- _Excerpt provided_

>>

Muscling in on the Market
That growth may happen even faster than expected. Wal-Mart, the world’s largest retailer, recently announced that it will expand into organic sales and make it more affordable, a declaration that has generated mixed reactions.
On one hand, what’s wrong with cheaper organic food? Analysts point out that the amount of food labelled organic and sold in Canada should rise exponentially.
“To me, it’s really two questions,” says Falck. “What’s good about Wal-Mart moving into organics? Increasing organic acreage, which means more land being transitioned from a polluting agriculture to organic agriculture that eliminates pesticide use. That’s good. Making organic food accessible and affordable to as many people as possible is also good. What’s not so good about Wal-Mart moving into organics? That’s a question more to do with business practices. If business practices affect the organic industry negatively, that’s not a good thing. It’s a question of balance.”
The Cornucopia Institute, a US-based organic farming watchdog group, is definitely suspicious. They argue Wal-Mart will fulfill its goal of driving down the price of organic food to within 10 percent of conventional food prices by cheapening the organic label. Their September 2006 report entitled “Wal-Mart Rolls Out Organic Products–Market Expansion or Market Delusion?” suggests this new organic will open the door to corporate agribusiness, factory farms, and cheap imports of questionable quality.

<<

(Stored records)
>>

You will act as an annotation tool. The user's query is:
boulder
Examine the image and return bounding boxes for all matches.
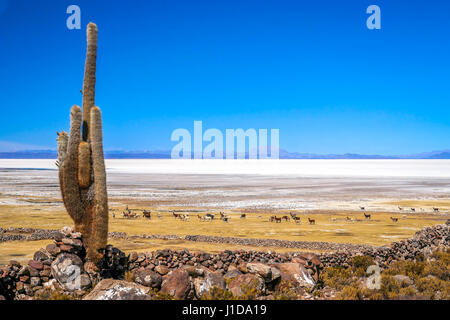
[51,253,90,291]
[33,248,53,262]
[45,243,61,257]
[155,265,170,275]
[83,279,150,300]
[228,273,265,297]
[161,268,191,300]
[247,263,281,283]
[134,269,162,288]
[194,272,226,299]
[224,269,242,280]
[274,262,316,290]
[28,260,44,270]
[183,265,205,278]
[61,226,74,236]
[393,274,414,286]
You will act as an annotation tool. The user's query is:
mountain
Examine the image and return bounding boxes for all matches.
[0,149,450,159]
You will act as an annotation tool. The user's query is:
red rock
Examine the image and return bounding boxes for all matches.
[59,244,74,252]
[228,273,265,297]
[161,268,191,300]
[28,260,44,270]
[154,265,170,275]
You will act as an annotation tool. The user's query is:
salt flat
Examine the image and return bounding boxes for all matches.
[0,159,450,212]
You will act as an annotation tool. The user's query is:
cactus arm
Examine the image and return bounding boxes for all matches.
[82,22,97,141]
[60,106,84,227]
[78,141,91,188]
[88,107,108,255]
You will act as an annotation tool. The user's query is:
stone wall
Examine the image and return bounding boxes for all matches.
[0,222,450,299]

<<
>>

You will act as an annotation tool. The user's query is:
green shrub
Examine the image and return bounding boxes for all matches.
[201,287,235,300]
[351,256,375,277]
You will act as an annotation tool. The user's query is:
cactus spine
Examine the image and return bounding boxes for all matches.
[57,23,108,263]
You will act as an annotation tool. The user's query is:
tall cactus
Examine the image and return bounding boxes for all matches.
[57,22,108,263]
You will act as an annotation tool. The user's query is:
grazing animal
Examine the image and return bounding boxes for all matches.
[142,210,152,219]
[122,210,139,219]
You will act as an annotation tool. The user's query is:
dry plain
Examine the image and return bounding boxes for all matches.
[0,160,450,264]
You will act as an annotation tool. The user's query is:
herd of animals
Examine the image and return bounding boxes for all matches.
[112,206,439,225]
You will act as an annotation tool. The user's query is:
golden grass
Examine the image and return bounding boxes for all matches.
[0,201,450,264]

<<

- _Problem requirements_
In the excerpt about Wal-Mart's move into organic food, how close to conventional food prices does Wal-Mart aim to bring the price of organic food?

- _Response_
To within 10 percent of conventional food prices.